**About this exercise:** From the line containing "[ ] identify the harness strap, one" down to the line containing "[ ] identify the sandy" in the records below, reproduce every line exactly, ends included, and omit all others.

(Natural-language object grounding data)
'''
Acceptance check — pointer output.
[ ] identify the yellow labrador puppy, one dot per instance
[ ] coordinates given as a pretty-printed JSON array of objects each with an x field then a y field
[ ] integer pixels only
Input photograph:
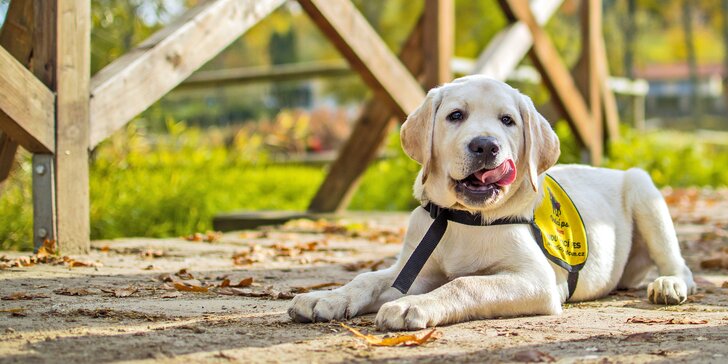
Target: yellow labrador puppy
[{"x": 471, "y": 250}]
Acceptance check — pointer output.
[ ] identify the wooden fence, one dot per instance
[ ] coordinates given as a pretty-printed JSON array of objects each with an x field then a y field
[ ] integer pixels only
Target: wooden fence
[{"x": 51, "y": 106}]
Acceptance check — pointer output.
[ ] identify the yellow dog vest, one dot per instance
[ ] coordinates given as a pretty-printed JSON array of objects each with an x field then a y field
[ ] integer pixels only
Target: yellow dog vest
[{"x": 563, "y": 235}]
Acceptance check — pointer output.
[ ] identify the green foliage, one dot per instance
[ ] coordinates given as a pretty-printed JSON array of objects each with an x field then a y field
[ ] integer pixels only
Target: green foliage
[{"x": 172, "y": 185}]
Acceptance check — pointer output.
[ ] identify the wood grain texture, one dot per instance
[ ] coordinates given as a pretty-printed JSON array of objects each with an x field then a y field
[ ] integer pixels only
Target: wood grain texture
[
  {"x": 72, "y": 68},
  {"x": 439, "y": 41},
  {"x": 367, "y": 54},
  {"x": 132, "y": 83},
  {"x": 366, "y": 139},
  {"x": 27, "y": 105},
  {"x": 16, "y": 37},
  {"x": 506, "y": 50},
  {"x": 557, "y": 78}
]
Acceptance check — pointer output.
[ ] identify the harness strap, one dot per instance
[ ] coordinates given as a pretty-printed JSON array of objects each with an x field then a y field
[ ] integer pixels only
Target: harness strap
[
  {"x": 434, "y": 234},
  {"x": 573, "y": 276},
  {"x": 437, "y": 229}
]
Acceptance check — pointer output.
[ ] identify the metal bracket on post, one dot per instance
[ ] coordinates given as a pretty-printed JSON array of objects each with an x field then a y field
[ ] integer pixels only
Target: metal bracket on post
[{"x": 44, "y": 200}]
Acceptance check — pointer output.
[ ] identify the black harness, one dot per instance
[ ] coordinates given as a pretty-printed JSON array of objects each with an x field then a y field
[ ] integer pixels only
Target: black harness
[{"x": 434, "y": 234}]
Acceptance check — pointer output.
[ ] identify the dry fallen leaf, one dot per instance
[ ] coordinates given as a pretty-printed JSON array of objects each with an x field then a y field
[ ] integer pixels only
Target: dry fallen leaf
[
  {"x": 23, "y": 296},
  {"x": 245, "y": 282},
  {"x": 315, "y": 287},
  {"x": 667, "y": 321},
  {"x": 184, "y": 274},
  {"x": 190, "y": 288},
  {"x": 121, "y": 292},
  {"x": 73, "y": 292},
  {"x": 398, "y": 340},
  {"x": 371, "y": 264},
  {"x": 13, "y": 310},
  {"x": 77, "y": 263},
  {"x": 208, "y": 237},
  {"x": 532, "y": 356}
]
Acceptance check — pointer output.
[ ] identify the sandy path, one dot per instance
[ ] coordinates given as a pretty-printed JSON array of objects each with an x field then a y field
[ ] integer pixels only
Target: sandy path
[{"x": 213, "y": 327}]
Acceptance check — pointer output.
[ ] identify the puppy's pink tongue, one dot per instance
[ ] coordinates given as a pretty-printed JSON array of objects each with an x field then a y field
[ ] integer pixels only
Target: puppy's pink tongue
[{"x": 502, "y": 175}]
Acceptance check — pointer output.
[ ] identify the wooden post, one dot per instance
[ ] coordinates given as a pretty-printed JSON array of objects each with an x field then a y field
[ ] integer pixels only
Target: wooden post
[
  {"x": 587, "y": 72},
  {"x": 17, "y": 38},
  {"x": 557, "y": 78},
  {"x": 367, "y": 137},
  {"x": 67, "y": 23},
  {"x": 438, "y": 41}
]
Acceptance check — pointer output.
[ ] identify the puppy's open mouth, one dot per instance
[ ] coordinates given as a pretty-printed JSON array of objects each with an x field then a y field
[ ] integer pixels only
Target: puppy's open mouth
[{"x": 486, "y": 180}]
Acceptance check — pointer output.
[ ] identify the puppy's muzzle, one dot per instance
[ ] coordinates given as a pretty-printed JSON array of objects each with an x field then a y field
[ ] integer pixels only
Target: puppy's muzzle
[{"x": 484, "y": 150}]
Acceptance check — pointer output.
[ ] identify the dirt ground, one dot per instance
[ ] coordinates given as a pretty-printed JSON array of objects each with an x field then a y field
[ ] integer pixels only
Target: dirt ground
[{"x": 127, "y": 306}]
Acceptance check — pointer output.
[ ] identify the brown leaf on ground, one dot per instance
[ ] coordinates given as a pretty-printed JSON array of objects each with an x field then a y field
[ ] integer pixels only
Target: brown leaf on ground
[
  {"x": 47, "y": 249},
  {"x": 666, "y": 321},
  {"x": 78, "y": 263},
  {"x": 242, "y": 258},
  {"x": 23, "y": 296},
  {"x": 398, "y": 340},
  {"x": 73, "y": 292},
  {"x": 190, "y": 288},
  {"x": 315, "y": 287},
  {"x": 370, "y": 264},
  {"x": 152, "y": 253},
  {"x": 13, "y": 310},
  {"x": 245, "y": 282},
  {"x": 717, "y": 262},
  {"x": 247, "y": 292},
  {"x": 121, "y": 292},
  {"x": 533, "y": 356},
  {"x": 208, "y": 237},
  {"x": 184, "y": 274}
]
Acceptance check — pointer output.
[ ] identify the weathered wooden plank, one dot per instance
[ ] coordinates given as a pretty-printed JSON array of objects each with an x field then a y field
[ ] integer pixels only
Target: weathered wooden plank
[
  {"x": 16, "y": 37},
  {"x": 8, "y": 148},
  {"x": 587, "y": 71},
  {"x": 508, "y": 48},
  {"x": 136, "y": 80},
  {"x": 355, "y": 39},
  {"x": 27, "y": 106},
  {"x": 275, "y": 73},
  {"x": 72, "y": 68},
  {"x": 556, "y": 77},
  {"x": 609, "y": 101},
  {"x": 439, "y": 40},
  {"x": 366, "y": 139}
]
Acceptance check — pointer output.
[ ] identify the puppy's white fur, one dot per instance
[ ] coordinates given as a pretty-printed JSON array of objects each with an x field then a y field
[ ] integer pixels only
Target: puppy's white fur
[{"x": 495, "y": 271}]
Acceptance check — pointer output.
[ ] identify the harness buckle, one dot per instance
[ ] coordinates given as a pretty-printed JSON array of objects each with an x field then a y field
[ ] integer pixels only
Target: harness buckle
[{"x": 435, "y": 211}]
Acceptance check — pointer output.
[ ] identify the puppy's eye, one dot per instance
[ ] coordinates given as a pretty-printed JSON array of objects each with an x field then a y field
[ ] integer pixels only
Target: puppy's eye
[
  {"x": 507, "y": 120},
  {"x": 456, "y": 116}
]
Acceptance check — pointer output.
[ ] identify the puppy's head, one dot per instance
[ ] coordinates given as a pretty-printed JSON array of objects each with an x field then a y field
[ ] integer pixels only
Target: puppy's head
[{"x": 478, "y": 141}]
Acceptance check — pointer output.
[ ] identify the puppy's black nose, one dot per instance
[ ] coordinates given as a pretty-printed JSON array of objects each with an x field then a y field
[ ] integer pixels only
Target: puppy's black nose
[{"x": 484, "y": 146}]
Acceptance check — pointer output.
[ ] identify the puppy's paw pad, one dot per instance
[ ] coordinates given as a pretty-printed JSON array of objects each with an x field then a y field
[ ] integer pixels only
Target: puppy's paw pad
[
  {"x": 403, "y": 315},
  {"x": 667, "y": 290},
  {"x": 318, "y": 307}
]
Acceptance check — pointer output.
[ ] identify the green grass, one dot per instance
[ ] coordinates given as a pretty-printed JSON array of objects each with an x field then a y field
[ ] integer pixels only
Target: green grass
[{"x": 174, "y": 184}]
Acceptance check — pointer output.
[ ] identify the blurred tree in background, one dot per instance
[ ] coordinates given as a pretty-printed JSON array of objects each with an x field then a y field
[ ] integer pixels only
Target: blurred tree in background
[{"x": 199, "y": 152}]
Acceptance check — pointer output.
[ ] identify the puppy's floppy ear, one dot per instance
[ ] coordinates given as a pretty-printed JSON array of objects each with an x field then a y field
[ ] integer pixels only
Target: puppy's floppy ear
[
  {"x": 541, "y": 143},
  {"x": 417, "y": 132}
]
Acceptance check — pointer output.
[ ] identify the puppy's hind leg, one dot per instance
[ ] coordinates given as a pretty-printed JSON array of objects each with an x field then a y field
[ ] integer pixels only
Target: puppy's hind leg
[{"x": 652, "y": 221}]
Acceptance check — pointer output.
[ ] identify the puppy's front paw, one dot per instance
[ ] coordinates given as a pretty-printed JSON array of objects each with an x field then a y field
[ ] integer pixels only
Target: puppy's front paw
[
  {"x": 667, "y": 290},
  {"x": 407, "y": 313},
  {"x": 319, "y": 307}
]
'''
**Answer area:**
[ ] identify the harness strap, one dot per instance
[ ] coordinates given as a pretty-printed JSON array of objects each with an x field then a y field
[ ] integer pixels only
Target: harness strap
[
  {"x": 434, "y": 234},
  {"x": 573, "y": 276},
  {"x": 437, "y": 229}
]
Acceptance check — pointer output.
[ ] identify the metal bracket on post, one dot per instance
[ ] coordinates given as a pretty-printed JSON array of objects each with an x field then a y field
[ ] integer pixels only
Target: metal bracket on post
[{"x": 44, "y": 200}]
Acceptance check — pointer output.
[ ] identify the black harness, one dot per instance
[ ] coordinates given as a pretty-printed JSON array of objects each with an x field then a y field
[ ] integer pixels only
Target: black harness
[{"x": 434, "y": 234}]
Acceptance check — pointer output.
[ ] identify the dry fallen leaf, one dot per instance
[ ] coordinates given as a pretty-printed JSON array of objects each with an x field then a y field
[ ] integer pixels only
Target: dry fallen leaf
[
  {"x": 23, "y": 296},
  {"x": 245, "y": 282},
  {"x": 315, "y": 287},
  {"x": 667, "y": 321},
  {"x": 184, "y": 274},
  {"x": 190, "y": 288},
  {"x": 121, "y": 292},
  {"x": 73, "y": 292},
  {"x": 398, "y": 340},
  {"x": 371, "y": 264},
  {"x": 13, "y": 310},
  {"x": 77, "y": 263},
  {"x": 208, "y": 237},
  {"x": 532, "y": 356}
]
Acceptance check — pointer output.
[ ] identify the sandy path, one dot per instance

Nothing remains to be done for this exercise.